TEXT SHOWN ->
________
There are presently inconsistent data regarding the potential utility of uric acid as a potential prognostic biomarker, as some studies suggest an association between lower serum uric acid and a milder future disease course ^{30, 31, 32}, but others have reported no such association ^{34, 37}.

Independent of its utility as a biomarker, uric acid might represent a therapeutic target. An ALS study, building on a similar study in Parkinson disease ³⁸, is now underway to examine the effect of inosine, a compound that can increase uric acid in the blood and CSF, in people with ALS (NCT02288091). In this trial, plasma uric acid will be used as a pharmacodynamic biomarker, since it is directly related to the mechanism of action of inosine.

p75 Neurotrophin Receptor Extracellular Domain

Neurotrophin receptor p75 (p75NTR) is 1 of 2 receptors for the neurotrophins, a family of growth factors that stimulate neuronal cells to survive and differentiate. In humans (and rodents), expression of p75NTR is high in motor neurons during the embryonic period, but declines after birth. p75NTR, however, is re-expressed following nerve injury, and experiments from the 1980s showed that the urine of adult rats contained increased amounts of the extracellular domain of p75NTR (p75NTR^ECD) following sciatic nerve injury ³⁹. Based on the idea that injured nerves and Schwann cells shed p75NTR^ECD from cell membranes following up-regulation and binding of neurotrophins, it was hypothesized and subsequently demonstrated that p75NTR^ECD is excreted into the urine of SOD1^G93A mice and humans with ALS ³. Subsequent experiments have provided evidence that urinary concentrations of p75NTR^ECD are not only elevated in ALS patients compared to controls in cross-sectional studies, but also that urinary p75NTR^ECD continues to increase as disease progresses⁴⁰. Preliminary data also suggest that urinary p75NTR^ECD does not increase pre-symptomatically in people at genetic risk for ALS, but rather that levels begin to rise around the time disease becomes clinically apparent ⁴⁰. These promising findings, if verified, suggest that urinary p75NTR^ECD has potential as a pharmacodynamic biomarker worthy of further evaluation in the context of a therapeutic trial. These data also suggest that urinary p75NTR^ECD may be a useful biological marker of phenoconversion from the pre-symptomatic to the symptomatic phase of disease.
________
MATERIAL SUPPLIED ->
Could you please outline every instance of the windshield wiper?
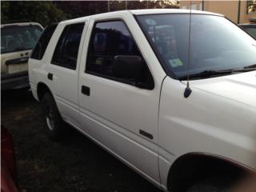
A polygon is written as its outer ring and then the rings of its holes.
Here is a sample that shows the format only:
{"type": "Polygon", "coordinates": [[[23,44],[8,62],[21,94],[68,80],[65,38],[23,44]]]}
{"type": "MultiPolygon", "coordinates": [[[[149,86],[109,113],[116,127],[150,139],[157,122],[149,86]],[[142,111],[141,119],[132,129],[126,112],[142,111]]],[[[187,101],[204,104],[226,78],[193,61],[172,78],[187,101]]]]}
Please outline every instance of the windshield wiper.
{"type": "MultiPolygon", "coordinates": [[[[190,78],[206,78],[210,77],[212,75],[222,75],[222,74],[232,74],[234,72],[233,70],[204,70],[198,74],[190,74],[190,78]]],[[[180,80],[186,80],[187,79],[187,75],[182,76],[180,78],[180,80]]]]}

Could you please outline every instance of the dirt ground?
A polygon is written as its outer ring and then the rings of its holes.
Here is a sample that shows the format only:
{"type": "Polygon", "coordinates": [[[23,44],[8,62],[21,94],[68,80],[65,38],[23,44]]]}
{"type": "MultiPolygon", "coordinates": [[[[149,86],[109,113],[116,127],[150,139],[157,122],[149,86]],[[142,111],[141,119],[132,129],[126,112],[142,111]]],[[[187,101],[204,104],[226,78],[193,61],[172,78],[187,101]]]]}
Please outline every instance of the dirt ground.
{"type": "Polygon", "coordinates": [[[160,192],[77,131],[54,142],[26,90],[2,92],[1,123],[14,141],[20,191],[160,192]]]}

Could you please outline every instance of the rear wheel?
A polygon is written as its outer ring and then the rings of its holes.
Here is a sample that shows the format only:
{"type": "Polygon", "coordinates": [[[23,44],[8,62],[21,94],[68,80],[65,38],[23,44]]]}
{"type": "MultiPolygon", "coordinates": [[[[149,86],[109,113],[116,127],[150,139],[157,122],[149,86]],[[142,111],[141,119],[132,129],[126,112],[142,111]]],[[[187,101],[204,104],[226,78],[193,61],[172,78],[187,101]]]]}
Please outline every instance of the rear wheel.
{"type": "Polygon", "coordinates": [[[230,177],[214,177],[192,184],[186,192],[228,192],[231,184],[230,177]]]}
{"type": "Polygon", "coordinates": [[[51,140],[59,141],[65,136],[66,125],[64,123],[55,101],[50,93],[46,93],[43,96],[42,105],[45,118],[44,127],[51,140]]]}

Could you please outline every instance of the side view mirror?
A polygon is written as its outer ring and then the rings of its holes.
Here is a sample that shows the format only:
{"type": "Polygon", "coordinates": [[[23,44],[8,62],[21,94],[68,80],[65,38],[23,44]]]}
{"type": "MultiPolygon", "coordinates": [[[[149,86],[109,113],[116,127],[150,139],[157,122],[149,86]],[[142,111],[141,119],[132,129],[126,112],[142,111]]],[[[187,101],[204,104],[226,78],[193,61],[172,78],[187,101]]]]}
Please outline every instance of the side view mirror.
{"type": "Polygon", "coordinates": [[[116,78],[133,79],[137,82],[142,74],[142,61],[134,55],[117,55],[114,58],[114,75],[116,78]]]}

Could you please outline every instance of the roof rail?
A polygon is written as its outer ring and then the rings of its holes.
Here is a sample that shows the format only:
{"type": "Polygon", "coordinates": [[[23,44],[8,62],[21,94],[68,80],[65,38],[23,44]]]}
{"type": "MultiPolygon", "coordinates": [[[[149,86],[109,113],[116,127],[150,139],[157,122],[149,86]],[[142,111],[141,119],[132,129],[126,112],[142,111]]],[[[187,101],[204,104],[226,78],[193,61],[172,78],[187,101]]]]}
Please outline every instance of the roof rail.
{"type": "Polygon", "coordinates": [[[19,19],[19,20],[7,20],[2,24],[12,24],[12,23],[20,23],[20,22],[31,22],[30,19],[19,19]]]}
{"type": "Polygon", "coordinates": [[[256,23],[256,18],[249,18],[249,22],[252,23],[256,23]]]}

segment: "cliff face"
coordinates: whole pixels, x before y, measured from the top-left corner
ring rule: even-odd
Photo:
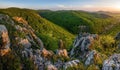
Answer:
[[[7,54],[10,50],[10,39],[4,25],[0,25],[0,56]]]
[[[116,47],[110,41],[107,43],[104,41],[106,38],[101,41],[97,34],[79,33],[71,50],[65,49],[61,39],[56,51],[47,50],[44,46],[46,42],[42,42],[25,19],[16,16],[13,19],[0,14],[0,57],[14,52],[14,55],[20,57],[20,70],[29,70],[26,68],[27,60],[30,60],[37,70],[120,70],[119,46]],[[115,37],[116,44],[119,44],[119,37],[118,33]],[[110,52],[117,54],[112,55]],[[28,64],[28,68],[30,67],[32,66]]]

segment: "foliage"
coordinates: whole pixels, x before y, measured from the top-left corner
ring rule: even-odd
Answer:
[[[59,39],[65,41],[65,47],[67,49],[69,49],[72,44],[74,35],[58,25],[55,25],[52,22],[42,18],[35,10],[8,8],[0,9],[0,12],[8,14],[11,17],[17,16],[25,19],[35,30],[35,33],[44,41],[47,49],[55,50],[58,47],[57,41]]]
[[[39,13],[42,17],[67,29],[73,34],[77,34],[80,31],[90,33],[102,33],[106,27],[116,23],[116,18],[107,14],[99,14],[95,12],[90,13],[85,11],[69,10],[39,11]],[[85,28],[82,28],[82,26],[85,26]]]

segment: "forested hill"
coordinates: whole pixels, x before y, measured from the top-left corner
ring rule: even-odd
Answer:
[[[66,48],[69,48],[73,42],[74,35],[69,33],[62,27],[42,18],[36,10],[20,9],[20,8],[8,8],[0,9],[0,13],[18,18],[23,18],[28,24],[35,30],[37,36],[39,36],[45,47],[49,50],[55,50],[58,47],[59,39],[65,42]],[[19,24],[21,25],[21,24]]]
[[[118,24],[118,19],[107,12],[39,10],[39,13],[73,34],[80,31],[101,34],[111,29],[110,25]]]

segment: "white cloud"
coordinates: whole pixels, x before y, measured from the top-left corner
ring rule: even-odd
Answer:
[[[94,7],[93,5],[84,5],[83,8],[92,8]]]
[[[57,5],[57,7],[59,7],[59,8],[65,8],[65,6],[61,5],[61,4]]]

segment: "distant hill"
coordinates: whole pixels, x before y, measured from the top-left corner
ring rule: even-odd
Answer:
[[[40,11],[42,17],[67,29],[73,34],[80,31],[102,33],[116,19],[105,13],[86,11]],[[84,26],[84,27],[83,27]]]
[[[8,14],[12,17],[22,17],[35,30],[35,33],[42,39],[47,49],[55,50],[58,48],[58,41],[62,39],[65,47],[69,48],[72,44],[74,35],[60,26],[42,18],[35,10],[8,8],[0,9],[0,13]]]

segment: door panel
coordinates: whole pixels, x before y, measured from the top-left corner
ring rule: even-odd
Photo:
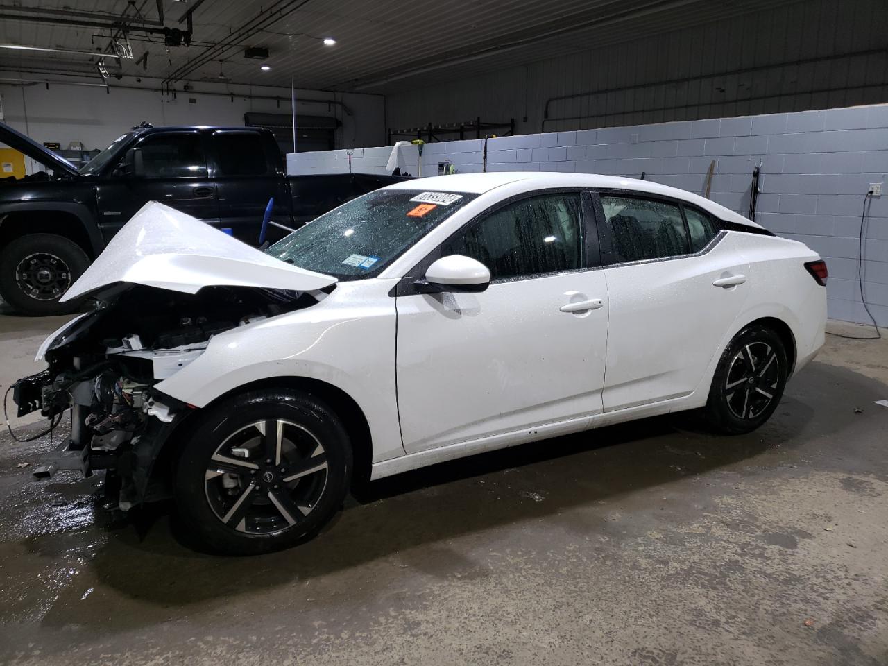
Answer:
[[[486,291],[398,297],[408,453],[601,411],[607,294],[583,210],[576,191],[506,202],[440,248],[484,264]]]
[[[99,224],[106,242],[147,202],[155,201],[204,222],[216,223],[216,183],[207,172],[197,132],[150,134],[141,148],[145,176],[109,176],[96,186]]]
[[[691,393],[743,309],[749,270],[730,234],[703,254],[606,268],[604,410]]]
[[[596,300],[601,305],[562,311]],[[601,411],[603,272],[397,301],[398,405],[408,453]]]

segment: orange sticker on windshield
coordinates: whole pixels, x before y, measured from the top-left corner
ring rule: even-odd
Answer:
[[[420,203],[415,209],[410,210],[408,214],[408,218],[422,218],[424,215],[428,213],[430,210],[434,210],[438,206],[434,203]]]

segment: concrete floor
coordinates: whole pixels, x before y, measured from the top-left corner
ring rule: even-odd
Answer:
[[[828,337],[753,434],[656,418],[442,464],[254,559],[163,512],[111,528],[95,480],[32,481],[48,442],[4,436],[0,663],[886,664],[888,341]]]

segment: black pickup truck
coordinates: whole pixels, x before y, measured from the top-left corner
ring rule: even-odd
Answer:
[[[142,123],[79,170],[2,123],[0,142],[47,170],[0,179],[0,297],[27,314],[75,309],[76,302],[59,298],[149,201],[255,245],[272,197],[271,220],[296,227],[402,179],[364,173],[287,176],[274,135],[258,127]]]

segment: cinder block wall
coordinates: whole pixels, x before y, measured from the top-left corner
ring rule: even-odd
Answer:
[[[438,163],[481,170],[483,139],[426,144],[423,175]],[[402,165],[416,175],[417,152]],[[357,149],[354,171],[382,173],[391,147]],[[858,234],[869,183],[888,175],[888,105],[666,123],[493,139],[489,171],[577,171],[639,178],[703,194],[749,215],[752,170],[761,163],[756,221],[805,242],[826,258],[829,316],[868,322],[858,281]],[[348,170],[346,151],[288,155],[290,173]],[[402,168],[405,168],[402,166]],[[886,190],[888,193],[888,190]],[[869,309],[888,326],[888,194],[871,198],[863,242]]]

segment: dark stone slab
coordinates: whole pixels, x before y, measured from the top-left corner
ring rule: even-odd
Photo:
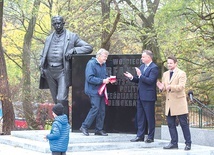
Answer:
[[[84,93],[85,67],[94,55],[79,55],[72,59],[72,131],[77,131],[84,121],[89,109],[90,101]],[[136,131],[135,114],[137,100],[137,85],[131,83],[123,73],[129,71],[135,74],[134,67],[141,65],[140,55],[109,55],[107,71],[109,75],[116,75],[117,82],[109,84],[109,106],[106,106],[104,129],[107,132]],[[94,124],[91,129],[94,129]]]

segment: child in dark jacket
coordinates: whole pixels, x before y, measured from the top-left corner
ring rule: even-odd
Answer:
[[[53,106],[54,122],[50,134],[46,135],[49,140],[52,155],[66,155],[69,142],[70,125],[67,115],[63,113],[64,107],[61,103]]]

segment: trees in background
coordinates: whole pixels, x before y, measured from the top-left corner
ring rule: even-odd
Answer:
[[[14,129],[14,111],[11,101],[11,93],[8,84],[8,75],[2,47],[2,26],[3,26],[3,6],[4,0],[0,0],[0,102],[3,111],[3,133],[10,134]]]

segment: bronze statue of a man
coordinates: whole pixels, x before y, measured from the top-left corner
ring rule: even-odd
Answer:
[[[93,47],[75,33],[64,28],[61,16],[52,18],[55,31],[45,41],[40,59],[40,89],[50,89],[53,101],[64,106],[69,118],[68,93],[71,80],[71,58],[74,54],[90,54]]]

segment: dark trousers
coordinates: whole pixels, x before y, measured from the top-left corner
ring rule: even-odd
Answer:
[[[95,131],[103,130],[105,119],[105,100],[104,96],[89,96],[91,101],[91,109],[85,121],[82,123],[83,128],[90,128],[91,124],[96,119]]]
[[[52,155],[66,155],[66,152],[52,152]]]
[[[187,114],[183,115],[178,115],[178,120],[181,125],[181,129],[184,135],[185,139],[185,144],[191,144],[191,135],[190,135],[190,129],[189,129],[189,124],[187,120]],[[171,143],[174,145],[178,144],[178,132],[176,128],[176,116],[171,116],[170,111],[167,118],[167,123],[168,123],[168,128],[169,128],[169,133],[171,136]]]
[[[137,102],[137,136],[144,138],[148,129],[148,138],[154,139],[155,134],[155,102]],[[148,126],[148,128],[147,128]]]
[[[51,96],[55,104],[61,103],[64,106],[64,113],[69,120],[69,105],[68,93],[69,87],[65,78],[65,73],[62,67],[49,67],[44,70],[45,78],[47,80]]]

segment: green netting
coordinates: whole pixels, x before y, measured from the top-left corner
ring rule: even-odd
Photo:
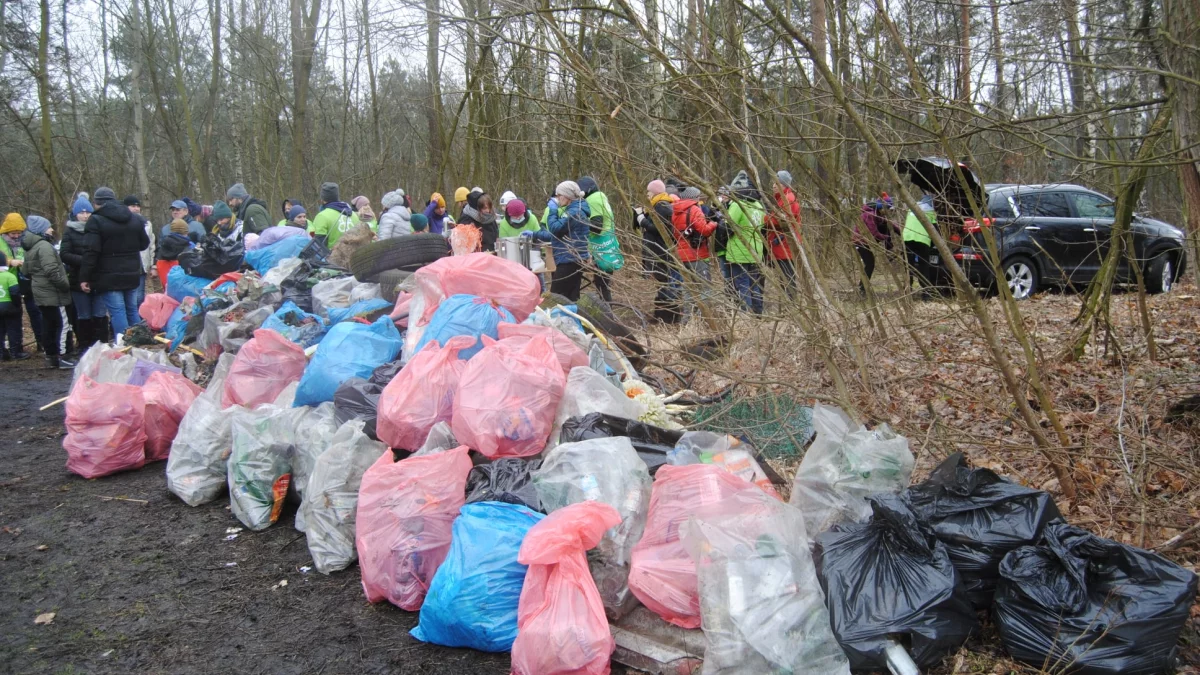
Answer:
[[[763,394],[700,406],[695,428],[749,441],[769,459],[799,459],[812,437],[812,408],[786,394]]]

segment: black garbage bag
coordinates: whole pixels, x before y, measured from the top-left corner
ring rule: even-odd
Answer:
[[[946,546],[905,501],[874,495],[871,519],[816,539],[815,562],[833,633],[851,669],[887,668],[889,639],[922,668],[937,664],[978,628]]]
[[[946,544],[977,609],[991,607],[1008,551],[1037,543],[1046,524],[1060,518],[1049,494],[971,468],[962,453],[947,458],[905,496]]]
[[[636,419],[593,412],[564,422],[559,442],[575,443],[613,436],[628,436],[634,443],[634,449],[637,450],[637,456],[642,458],[642,461],[650,470],[650,476],[654,476],[659,467],[667,462],[667,453],[674,449],[676,443],[683,437],[683,431],[672,431]]]
[[[540,459],[504,458],[472,468],[467,474],[467,503],[505,502],[545,513],[529,476],[540,466]]]
[[[1055,520],[1000,563],[992,620],[1008,653],[1051,673],[1174,670],[1196,575],[1134,546]]]
[[[352,377],[338,386],[334,392],[334,414],[337,424],[342,425],[352,419],[364,422],[362,432],[378,441],[376,436],[376,420],[379,410],[379,395],[383,394],[383,384]]]

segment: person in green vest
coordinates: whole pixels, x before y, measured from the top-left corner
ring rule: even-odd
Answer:
[[[595,264],[592,283],[605,301],[612,301],[612,275],[625,267],[625,256],[620,252],[617,240],[617,228],[612,217],[612,204],[608,196],[600,191],[600,185],[590,175],[577,181],[583,198],[592,210],[592,229],[588,234],[588,252]]]

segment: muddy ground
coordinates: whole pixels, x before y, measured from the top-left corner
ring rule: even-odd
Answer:
[[[410,638],[416,614],[367,604],[358,567],[301,572],[312,560],[294,508],[226,540],[240,525],[228,501],[184,504],[164,462],[68,473],[62,406],[37,408],[66,394],[71,374],[40,368],[0,365],[0,671],[509,671],[506,653]],[[53,622],[35,625],[43,613]]]

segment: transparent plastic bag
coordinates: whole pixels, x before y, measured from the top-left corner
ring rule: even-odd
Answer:
[[[587,551],[620,522],[617,509],[580,502],[529,528],[517,562],[528,565],[512,643],[514,675],[605,675],[617,647],[588,573]]]
[[[684,522],[707,504],[751,483],[708,464],[666,465],[650,491],[646,533],[630,556],[629,589],[650,611],[682,628],[700,627],[696,563],[680,538]]]
[[[67,471],[98,478],[142,468],[146,462],[145,400],[142,389],[83,376],[66,402]]]
[[[850,675],[799,509],[742,490],[695,509],[683,540],[708,638],[703,673]]]
[[[467,369],[458,354],[472,344],[464,335],[451,338],[445,347],[432,342],[384,387],[376,423],[380,441],[412,450],[425,442],[434,424],[450,422],[455,392]]]
[[[329,449],[317,458],[300,504],[308,552],[322,574],[346,569],[358,558],[354,522],[359,485],[366,470],[386,449],[368,438],[362,426],[361,419],[352,419],[334,434]]]
[[[450,550],[463,504],[468,448],[396,461],[385,450],[362,476],[355,545],[367,602],[416,611]]]
[[[619,620],[637,605],[629,591],[629,563],[650,504],[650,474],[634,444],[624,436],[563,443],[546,453],[533,483],[547,513],[589,500],[617,509],[620,524],[588,560],[605,611]]]
[[[145,400],[146,461],[164,460],[196,396],[204,393],[186,377],[174,372],[152,372],[142,387]]]
[[[258,329],[239,350],[226,378],[222,407],[257,408],[270,405],[293,382],[299,382],[308,359],[299,345],[274,330]]]
[[[454,435],[490,459],[535,455],[546,447],[563,396],[554,350],[544,338],[521,346],[490,338],[484,344],[458,380]]]
[[[792,485],[792,506],[804,513],[804,527],[816,537],[841,522],[863,522],[871,514],[866,497],[899,494],[912,478],[908,440],[886,424],[854,428],[840,408],[812,407],[816,438]]]

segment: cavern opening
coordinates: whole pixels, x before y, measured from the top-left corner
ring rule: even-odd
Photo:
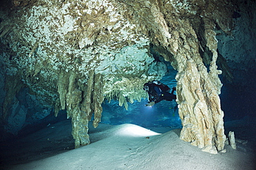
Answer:
[[[116,149],[122,165],[106,169],[152,169],[155,160],[168,166],[154,169],[170,169],[165,158],[179,154],[190,158],[181,164],[198,162],[195,149],[219,160],[254,154],[255,1],[3,1],[1,163],[72,150],[66,158],[93,160],[91,168],[116,146],[129,146]],[[152,80],[176,87],[176,100],[146,107]],[[94,153],[99,144],[105,153]],[[235,167],[232,160],[220,164]]]

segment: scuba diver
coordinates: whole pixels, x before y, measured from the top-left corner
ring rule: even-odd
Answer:
[[[149,102],[145,106],[153,106],[154,104],[165,100],[172,101],[176,98],[174,92],[176,87],[172,87],[172,92],[170,93],[170,87],[158,81],[149,81],[144,84],[143,89],[147,92],[149,95]]]

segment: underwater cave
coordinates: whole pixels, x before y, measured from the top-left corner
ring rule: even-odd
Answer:
[[[253,169],[255,2],[199,1],[3,1],[3,169],[54,169],[43,162],[55,156],[65,162],[83,149],[91,155],[78,154],[82,169],[170,169],[175,161],[187,162],[175,169],[212,169],[216,162],[210,162],[211,156],[229,161],[219,164],[220,169]],[[143,85],[153,80],[176,87],[177,99],[146,107]],[[154,147],[147,148],[145,140]],[[107,146],[116,150],[102,153],[97,145],[102,145],[102,151]],[[122,150],[118,145],[127,147],[116,157],[127,157],[98,165]],[[136,157],[141,148],[142,159]],[[91,156],[93,149],[100,156]],[[148,157],[151,151],[161,153],[158,167],[153,160],[146,164],[157,160]],[[180,153],[183,160],[167,160]],[[234,158],[243,154],[241,162]],[[186,156],[202,156],[210,163],[194,164],[184,160]],[[78,169],[79,163],[62,168]]]

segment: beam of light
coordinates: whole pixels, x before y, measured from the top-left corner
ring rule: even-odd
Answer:
[[[120,125],[116,133],[117,136],[131,137],[147,137],[160,134],[161,134],[132,124],[123,124]]]

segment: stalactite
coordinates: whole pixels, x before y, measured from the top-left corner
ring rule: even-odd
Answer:
[[[6,94],[3,103],[3,118],[5,119],[8,114],[8,109],[12,103],[15,95],[25,87],[25,84],[21,80],[21,75],[17,73],[15,75],[6,75],[4,89]]]
[[[102,112],[102,107],[101,104],[103,102],[103,78],[102,75],[100,74],[97,74],[95,76],[95,83],[94,83],[94,90],[93,96],[93,103],[94,107],[94,120],[93,120],[93,127],[97,127],[98,125],[100,122],[101,114]]]

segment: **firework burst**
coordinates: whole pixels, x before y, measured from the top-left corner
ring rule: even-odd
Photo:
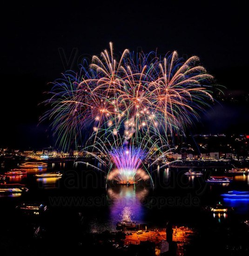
________
REQUIREMENT 1 ->
Answer these questions using the text on ALS biomarkers.
(a) Which compound is being tested in the ALS trial, and what will serve as its pharmacodynamic biomarker?
(b) In experiments from the 1980s, where was the extracellular domain of p75NTR found in increased amounts in adult rats after sciatic nerve injury?
(c) According to preliminary data, when do urinary p75NTR^ECD levels begin to rise in people at genetic risk for ALS?
REQUIREMENT 2 -> Reproduce the stretch of the text on ALS biomarkers from "There are presently" through "action of inosine.".

WRITTEN RESPONSE 1 ->
(a) Inosine; plasma uric acid will serve as the pharmacodynamic biomarker.
(b) In the urine.
(c) Around the time the disease becomes clinically apparent.

WRITTEN RESPONSE 2 ->
There are presently inconsistent data regarding the potential utility of uric acid as a potential prognostic biomarker, as some studies suggest an association between lower serum uric acid and a milder future disease course ^{30, 31, 32}, but others have reported no such association ^{34, 37}.

Independent of its utility as a biomarker, uric acid might represent a therapeutic target. An ALS study, building on a similar study in Parkinson disease ³⁸, is now underway to examine the effect of inosine, a compound that can increase uric acid in the blood and CSF, in people with ALS (NCT02288091). In this trial, plasma uric acid will be used as a pharmacodynamic biomarker, since it is directly related to the mechanism of action of inosine.